··· EXCERPTED TEXT ···

I have been floating through these last 2 weeks feeling lazy and calm. I feel like something should be happening. When actually, nothing much should be happening right now after what I have been through this summer. I have even been having fantasies of getting pregnant but then I swing to the other extreme of thinking I'll be quite happy with one, esp after a really heavy AF came last weekend.
One of my friends reminded me today, hey you went though major surgery 2 months ago and even though your scar is healed on the outside, you are still healing on the inside. She told me not to forget to take care of myself. I am taking baby steps towards that still. My new resolutions:
1. No ironing. I hate ironing. I love ironed things. My dh has made the decision to take our wrinkly things to the ironing store.
2. I will use the microwave more to make simpler meals. Takeout food is another realistic option that I will exercise without cringing at the expense and sodium content.
3. I will delegate, delegate, and delegate as much as I can at work and in my extracurricular activities.
I guess this is what I was wondering about concerning any life changing events that my tumor experience has brought me.
1 comment:
Hooray for you! I envision a world where we all stop ironing, by the way. I stopped about five years ago, and I am shocked and appalled whenever anyone suggests it.
It sounds like this good feeling is something of a "silver lining" around all the pain and agony of the tumor experience. And I'm happy for your calmness!

··· SUPPLIED INFORMATION ···

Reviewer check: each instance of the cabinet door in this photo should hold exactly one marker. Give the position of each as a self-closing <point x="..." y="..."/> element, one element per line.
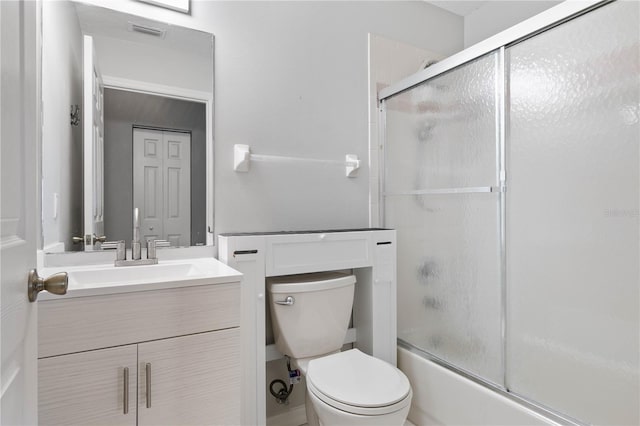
<point x="190" y="380"/>
<point x="88" y="388"/>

···

▸ **TASKS FOR THIS EXERCISE**
**a.** What new resolutions does the blog post list? Give all of them.
**b.** Can you copy the stretch of the blog post from "One of my friends" through "and sodium content.", changing "microwave" to "toaster oven"?
Answer using only the blog post.

▸ **TASK RESULTS**
**a.**
1. No ironing.
2. Using the microwave more to make simpler meals, with takeout food as another option.
3. Delegating as much as possible at work and in extracurricular activities.

**b.**
One of my friends reminded me today, hey you went though major surgery 2 months ago and even though your scar is healed on the outside, you are still healing on the inside. She told me not to forget to take care of myself. I am taking baby steps towards that still. My new resolutions:
1. No ironing. I hate ironing. I love ironed things. My dh has made the decision to take our wrinkly things to the ironing store.
2. I will use the toaster oven more to make simpler meals. Takeout food is another realistic option that I will exercise without cringing at the expense and sodium content.